* BEGIN Stored data *

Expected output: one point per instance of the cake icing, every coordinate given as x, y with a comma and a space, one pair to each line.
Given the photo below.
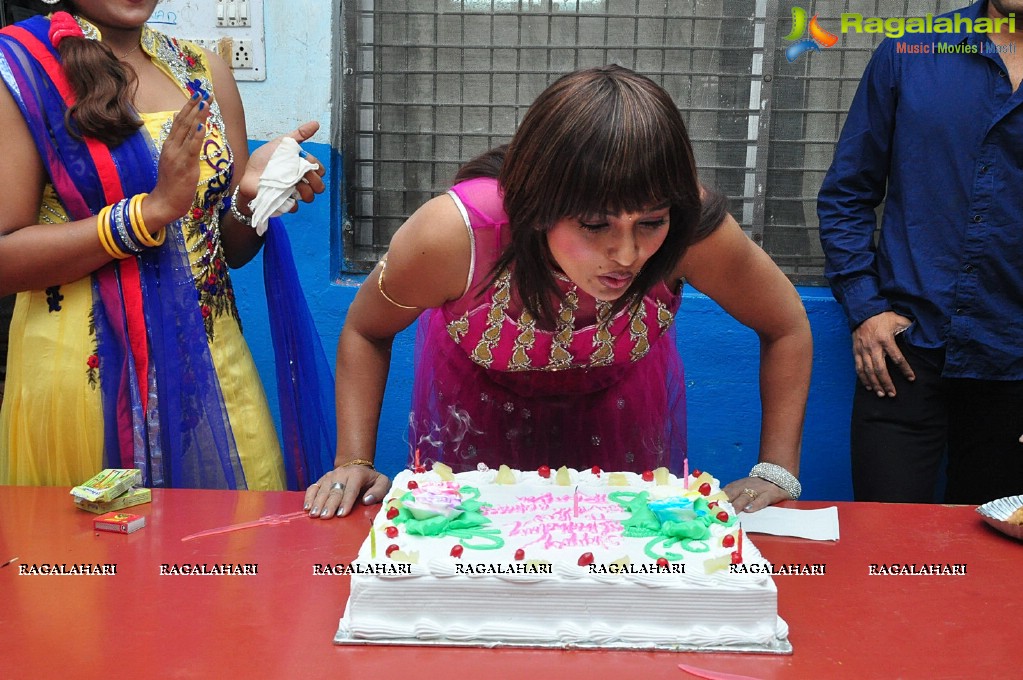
566, 558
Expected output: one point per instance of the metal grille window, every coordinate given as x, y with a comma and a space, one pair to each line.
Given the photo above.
429, 84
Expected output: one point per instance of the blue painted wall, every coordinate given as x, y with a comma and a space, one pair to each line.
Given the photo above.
721, 362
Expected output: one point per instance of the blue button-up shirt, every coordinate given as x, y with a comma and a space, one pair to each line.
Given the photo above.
938, 136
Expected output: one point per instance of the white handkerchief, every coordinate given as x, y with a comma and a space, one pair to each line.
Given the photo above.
276, 185
816, 525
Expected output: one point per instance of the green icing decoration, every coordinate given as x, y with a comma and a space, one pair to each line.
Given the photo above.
466, 523
641, 520
691, 535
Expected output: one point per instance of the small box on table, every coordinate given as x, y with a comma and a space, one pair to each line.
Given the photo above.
120, 523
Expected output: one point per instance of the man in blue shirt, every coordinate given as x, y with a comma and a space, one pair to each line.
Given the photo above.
935, 131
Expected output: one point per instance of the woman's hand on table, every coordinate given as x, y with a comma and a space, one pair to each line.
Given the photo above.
751, 494
336, 493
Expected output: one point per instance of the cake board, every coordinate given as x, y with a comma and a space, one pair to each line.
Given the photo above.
776, 646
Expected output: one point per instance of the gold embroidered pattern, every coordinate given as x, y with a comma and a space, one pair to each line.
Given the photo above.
523, 343
458, 328
560, 356
637, 331
483, 354
604, 349
664, 316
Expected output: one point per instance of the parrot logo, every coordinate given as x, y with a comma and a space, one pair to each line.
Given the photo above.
818, 36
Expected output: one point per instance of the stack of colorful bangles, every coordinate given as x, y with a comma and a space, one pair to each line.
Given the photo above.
122, 230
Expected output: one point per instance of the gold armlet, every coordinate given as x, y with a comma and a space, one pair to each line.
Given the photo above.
380, 285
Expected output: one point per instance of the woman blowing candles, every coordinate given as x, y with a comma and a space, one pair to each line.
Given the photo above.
545, 283
122, 150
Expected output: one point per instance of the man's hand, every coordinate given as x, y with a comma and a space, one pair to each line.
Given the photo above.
872, 342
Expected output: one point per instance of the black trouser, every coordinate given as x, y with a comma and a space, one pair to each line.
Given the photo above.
897, 444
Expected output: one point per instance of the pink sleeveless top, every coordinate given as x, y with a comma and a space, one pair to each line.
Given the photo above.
491, 388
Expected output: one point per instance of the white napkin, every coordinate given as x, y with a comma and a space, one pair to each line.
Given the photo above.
815, 525
276, 192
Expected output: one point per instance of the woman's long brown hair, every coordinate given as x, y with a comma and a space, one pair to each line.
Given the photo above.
104, 89
597, 140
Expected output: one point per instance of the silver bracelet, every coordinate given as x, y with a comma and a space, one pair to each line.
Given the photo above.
780, 477
248, 221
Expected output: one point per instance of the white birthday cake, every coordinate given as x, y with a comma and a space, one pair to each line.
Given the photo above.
563, 558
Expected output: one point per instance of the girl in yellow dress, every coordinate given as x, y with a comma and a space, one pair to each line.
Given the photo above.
125, 183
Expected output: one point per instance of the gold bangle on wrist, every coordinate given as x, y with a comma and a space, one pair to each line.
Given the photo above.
357, 461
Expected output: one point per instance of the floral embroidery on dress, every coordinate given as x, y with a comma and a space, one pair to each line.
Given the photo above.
483, 354
604, 350
523, 343
92, 361
664, 316
638, 332
560, 356
201, 225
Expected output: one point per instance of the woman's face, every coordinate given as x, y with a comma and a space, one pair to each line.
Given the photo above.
603, 254
118, 14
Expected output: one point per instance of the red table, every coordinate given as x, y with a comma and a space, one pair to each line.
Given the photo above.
280, 622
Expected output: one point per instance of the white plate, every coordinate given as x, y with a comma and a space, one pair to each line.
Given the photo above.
995, 512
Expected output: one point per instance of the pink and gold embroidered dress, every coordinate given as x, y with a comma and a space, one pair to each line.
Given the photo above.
492, 388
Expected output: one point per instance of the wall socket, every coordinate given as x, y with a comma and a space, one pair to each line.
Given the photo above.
232, 13
241, 53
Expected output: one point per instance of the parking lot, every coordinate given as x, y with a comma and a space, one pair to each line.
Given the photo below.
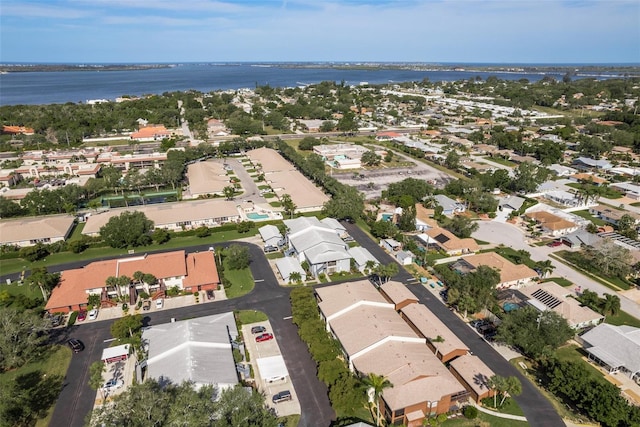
267, 351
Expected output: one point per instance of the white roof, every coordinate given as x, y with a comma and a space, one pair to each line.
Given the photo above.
272, 367
197, 350
361, 255
117, 351
616, 346
288, 265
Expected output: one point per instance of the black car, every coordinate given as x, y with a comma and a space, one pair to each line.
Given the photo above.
258, 330
283, 396
75, 345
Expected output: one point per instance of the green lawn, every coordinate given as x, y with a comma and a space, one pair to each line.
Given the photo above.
16, 265
560, 281
483, 420
586, 215
241, 281
622, 318
55, 362
246, 317
501, 161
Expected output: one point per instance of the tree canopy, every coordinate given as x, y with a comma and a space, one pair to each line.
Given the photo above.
129, 229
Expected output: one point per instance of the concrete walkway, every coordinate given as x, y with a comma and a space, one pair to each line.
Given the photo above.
498, 414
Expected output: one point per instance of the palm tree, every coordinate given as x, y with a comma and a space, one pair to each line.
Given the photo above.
375, 386
545, 267
610, 304
512, 387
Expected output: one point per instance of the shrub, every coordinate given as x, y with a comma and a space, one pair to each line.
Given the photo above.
470, 412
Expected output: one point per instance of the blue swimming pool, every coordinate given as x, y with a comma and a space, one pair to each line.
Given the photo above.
253, 215
510, 306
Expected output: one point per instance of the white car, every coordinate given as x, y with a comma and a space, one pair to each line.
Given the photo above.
113, 384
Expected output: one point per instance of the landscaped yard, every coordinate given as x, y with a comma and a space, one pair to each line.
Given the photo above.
586, 215
54, 363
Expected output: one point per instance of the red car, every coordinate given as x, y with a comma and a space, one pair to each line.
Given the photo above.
264, 337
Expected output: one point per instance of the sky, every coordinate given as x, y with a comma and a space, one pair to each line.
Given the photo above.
429, 31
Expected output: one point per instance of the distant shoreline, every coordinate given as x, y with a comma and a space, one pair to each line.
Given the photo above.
622, 70
39, 68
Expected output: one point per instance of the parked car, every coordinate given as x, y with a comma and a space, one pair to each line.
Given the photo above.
113, 384
264, 337
258, 329
283, 396
75, 345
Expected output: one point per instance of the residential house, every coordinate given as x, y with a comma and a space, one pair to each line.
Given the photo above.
440, 339
443, 240
422, 386
198, 350
319, 245
271, 235
552, 224
424, 218
617, 348
361, 256
449, 206
288, 265
612, 215
474, 374
551, 296
189, 272
30, 231
511, 275
589, 164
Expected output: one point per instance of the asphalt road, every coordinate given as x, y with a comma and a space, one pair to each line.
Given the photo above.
77, 398
537, 409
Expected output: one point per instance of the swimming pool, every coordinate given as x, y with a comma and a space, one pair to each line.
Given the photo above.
510, 306
253, 215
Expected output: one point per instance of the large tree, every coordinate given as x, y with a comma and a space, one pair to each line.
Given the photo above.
375, 385
534, 332
129, 229
22, 337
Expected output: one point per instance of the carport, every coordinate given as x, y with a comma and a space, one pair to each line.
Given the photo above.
272, 369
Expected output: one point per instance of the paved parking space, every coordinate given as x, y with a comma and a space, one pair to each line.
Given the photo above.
270, 348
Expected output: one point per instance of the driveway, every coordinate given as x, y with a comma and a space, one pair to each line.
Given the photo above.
537, 409
77, 398
511, 236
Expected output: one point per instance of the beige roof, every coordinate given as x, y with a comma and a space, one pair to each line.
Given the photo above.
207, 178
415, 372
302, 191
450, 242
270, 160
398, 292
334, 299
550, 221
169, 213
432, 327
473, 371
568, 308
33, 228
509, 272
376, 325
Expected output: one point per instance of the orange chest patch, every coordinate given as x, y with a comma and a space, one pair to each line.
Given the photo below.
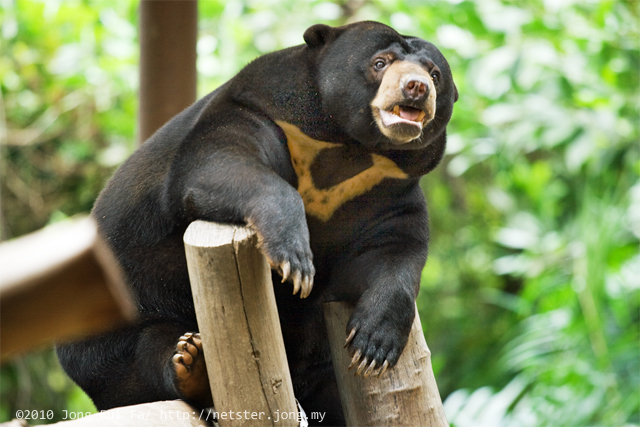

* END Stored data *

#### What the exercise asks:
How many of the lines above contain the string "parking", with case counting? Reply with the number alone.

#### Task response:
2